[Opening Exercise passage section]
One reviewer described the book in this way: “For Keeps is not an easy book to read. It is not about pretty women with perfect bodies who find easy acceptance in a beauty-obsessed culture. It is an impolite, impertinent, irreverent collection of essays written by twenty-seven much-published and gifted writers who are not afraid to tell the truth about the imperfect bodies they have learned to live in–and learned to love.”
Sara Nelson shares her belief in “My Mother’s Body Image, My Self” that our obsessions about the size and shape and appearance of our bodies are often taught to us by our mothers–who may have been obsessed with their own bodies. She writes “I was not angry, at least not then—I loved my mother, I wanted to be close to her, and if that meant worrying, obsessing over how we both looked, how alike we were, well, to my mind that was okay. Our weight and body obsession was what connected us.”
Aimee Liu
“Dead Bone” is written by Aimee Liu who shares how she first became an anorexic, then an “exercise zealot” for whom physical suffering was a path to perfection. She writes “The more my body hurt, the more my willpower gloated. A war was underway, my physical constitution its battleground. Health was no more my real goal than cheap tea was the object of the American Revolution.” A series of disabling injuries at least teaches her a necessary lesson. “My body finally, definitively, forced the message over my perverse will: I could no longer afford the fallacy that pain would make me better.”
Ellen Sussman
 Ellen Sussman shares in her essay entitled “What I Gave Up” how at the excessive encouragement of her father she went from being a “killer tennis player” to being a compulsive competitive runner to the practice of yoga–each transition accompanied by the rupture of a spinal disk. Now facing her third spinal fusion, Sussman can say, “What I hope for is this: that I can live in this body without pain; that I can use it as well as I’m able to; and that my mind can accept these changes with the grace of an athlete.”
“It’s a new experience, living in a body that feels old,” writes Joy Price in “Making Love and Joy in Seasoned Bodies.” “My body surprises me every day: What parts will and won’t work today?” She also shares fun tales about taking on a sixty-three-year-old lover when she is fifty-seven. “How joyful and thrilling it was to cascade into love and exhilarating sex at our age! We were as giddy and frisky as a couple of teenagers but with the added richness of decades of experience and self-knowledge. In fact, it was, and continues to be, the best sex I have ever experienced.”

Do you struggle with self-acceptance?  Acceptance of your body?
Do you think that your views and thoughts about yourself have been affected by your mother or the media?

What is beauty to you?
[Closing Exercise passage section]
**Exercises:**
1. Rewrite the passage about the book For Keeps from "Do you struggle" to "or the media?", substituting "father" for "mother".
2. Answer these questions from the passage about the book For Keeps:
(a) How many writers wrote the essays in the collection?
(b) Which sport did Ellen Sussman play before she became a competitive runner?
(c) How old was Joy Price when she took on a sixty-three-year-old lover?
[Opening Given records section]
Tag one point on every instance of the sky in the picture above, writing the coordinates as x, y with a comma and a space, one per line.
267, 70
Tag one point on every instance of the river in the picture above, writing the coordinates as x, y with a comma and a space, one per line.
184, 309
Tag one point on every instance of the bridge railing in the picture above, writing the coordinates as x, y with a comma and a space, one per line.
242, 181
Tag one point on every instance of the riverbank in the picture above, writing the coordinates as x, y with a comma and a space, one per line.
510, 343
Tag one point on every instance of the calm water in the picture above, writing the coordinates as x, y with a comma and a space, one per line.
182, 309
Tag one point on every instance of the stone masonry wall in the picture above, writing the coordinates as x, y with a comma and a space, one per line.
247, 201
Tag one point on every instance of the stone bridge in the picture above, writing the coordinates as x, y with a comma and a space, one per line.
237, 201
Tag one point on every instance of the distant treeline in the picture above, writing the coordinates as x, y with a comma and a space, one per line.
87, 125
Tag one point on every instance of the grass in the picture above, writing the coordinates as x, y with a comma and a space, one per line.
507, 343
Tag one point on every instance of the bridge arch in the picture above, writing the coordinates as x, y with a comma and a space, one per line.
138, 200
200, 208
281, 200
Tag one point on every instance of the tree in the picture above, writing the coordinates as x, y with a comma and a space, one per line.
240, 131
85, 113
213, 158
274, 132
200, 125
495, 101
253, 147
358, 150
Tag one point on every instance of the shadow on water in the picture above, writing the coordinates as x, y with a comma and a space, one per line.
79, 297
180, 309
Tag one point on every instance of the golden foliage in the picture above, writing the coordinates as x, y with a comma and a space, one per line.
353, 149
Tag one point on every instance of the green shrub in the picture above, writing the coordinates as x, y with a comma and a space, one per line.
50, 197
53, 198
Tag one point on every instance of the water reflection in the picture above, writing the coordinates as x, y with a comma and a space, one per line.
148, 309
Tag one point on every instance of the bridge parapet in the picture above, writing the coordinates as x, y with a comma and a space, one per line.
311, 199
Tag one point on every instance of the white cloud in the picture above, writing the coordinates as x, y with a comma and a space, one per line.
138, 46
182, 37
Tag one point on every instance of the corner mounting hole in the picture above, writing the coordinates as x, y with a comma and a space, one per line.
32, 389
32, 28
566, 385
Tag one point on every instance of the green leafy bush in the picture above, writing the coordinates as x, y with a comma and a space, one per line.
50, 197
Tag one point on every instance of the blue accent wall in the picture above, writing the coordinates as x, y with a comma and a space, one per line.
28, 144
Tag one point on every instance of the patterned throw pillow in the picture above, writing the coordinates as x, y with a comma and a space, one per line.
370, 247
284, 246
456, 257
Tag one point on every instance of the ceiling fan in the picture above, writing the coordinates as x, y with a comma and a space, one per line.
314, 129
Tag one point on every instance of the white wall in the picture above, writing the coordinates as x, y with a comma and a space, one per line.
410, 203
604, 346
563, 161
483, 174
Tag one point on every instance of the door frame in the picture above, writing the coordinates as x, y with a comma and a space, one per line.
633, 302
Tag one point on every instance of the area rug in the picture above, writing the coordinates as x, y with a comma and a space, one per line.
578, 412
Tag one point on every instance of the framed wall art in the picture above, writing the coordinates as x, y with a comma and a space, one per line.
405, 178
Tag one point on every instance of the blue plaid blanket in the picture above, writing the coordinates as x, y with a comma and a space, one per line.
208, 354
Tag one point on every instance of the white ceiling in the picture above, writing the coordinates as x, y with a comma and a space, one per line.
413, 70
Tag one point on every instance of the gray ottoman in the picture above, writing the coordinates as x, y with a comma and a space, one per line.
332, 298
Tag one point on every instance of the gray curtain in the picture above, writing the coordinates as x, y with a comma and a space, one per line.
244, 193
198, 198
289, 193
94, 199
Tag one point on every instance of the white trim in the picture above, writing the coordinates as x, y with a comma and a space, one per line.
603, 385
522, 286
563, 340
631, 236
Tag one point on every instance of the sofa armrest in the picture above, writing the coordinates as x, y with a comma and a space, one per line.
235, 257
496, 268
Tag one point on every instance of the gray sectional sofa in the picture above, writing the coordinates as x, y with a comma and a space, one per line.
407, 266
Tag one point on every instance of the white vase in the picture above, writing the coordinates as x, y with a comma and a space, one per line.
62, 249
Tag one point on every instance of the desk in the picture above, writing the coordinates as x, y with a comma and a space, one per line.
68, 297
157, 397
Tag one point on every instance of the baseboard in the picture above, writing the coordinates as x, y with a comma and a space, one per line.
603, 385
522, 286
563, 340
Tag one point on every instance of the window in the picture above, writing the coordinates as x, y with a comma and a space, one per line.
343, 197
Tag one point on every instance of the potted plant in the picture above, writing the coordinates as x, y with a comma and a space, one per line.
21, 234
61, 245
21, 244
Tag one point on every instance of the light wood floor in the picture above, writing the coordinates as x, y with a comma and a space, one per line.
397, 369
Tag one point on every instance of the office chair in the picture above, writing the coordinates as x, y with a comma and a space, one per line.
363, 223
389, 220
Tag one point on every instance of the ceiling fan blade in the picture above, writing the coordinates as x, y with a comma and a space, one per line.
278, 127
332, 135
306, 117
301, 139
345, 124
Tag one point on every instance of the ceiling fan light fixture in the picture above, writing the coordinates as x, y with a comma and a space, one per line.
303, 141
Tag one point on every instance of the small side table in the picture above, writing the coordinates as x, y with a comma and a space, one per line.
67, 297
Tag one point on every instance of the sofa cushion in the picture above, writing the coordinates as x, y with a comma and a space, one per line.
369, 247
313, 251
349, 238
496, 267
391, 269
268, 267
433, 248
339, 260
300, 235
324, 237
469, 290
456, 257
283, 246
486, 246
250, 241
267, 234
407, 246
[Closing Given records section]
**Responses per task:**
1.
Do you struggle with self-acceptance?  Acceptance of your body?
Do you think that your views and thoughts about yourself have been affected by your father or the media?

2.
(a) Twenty-seven.
(b) Tennis.
(c) Fifty-seven.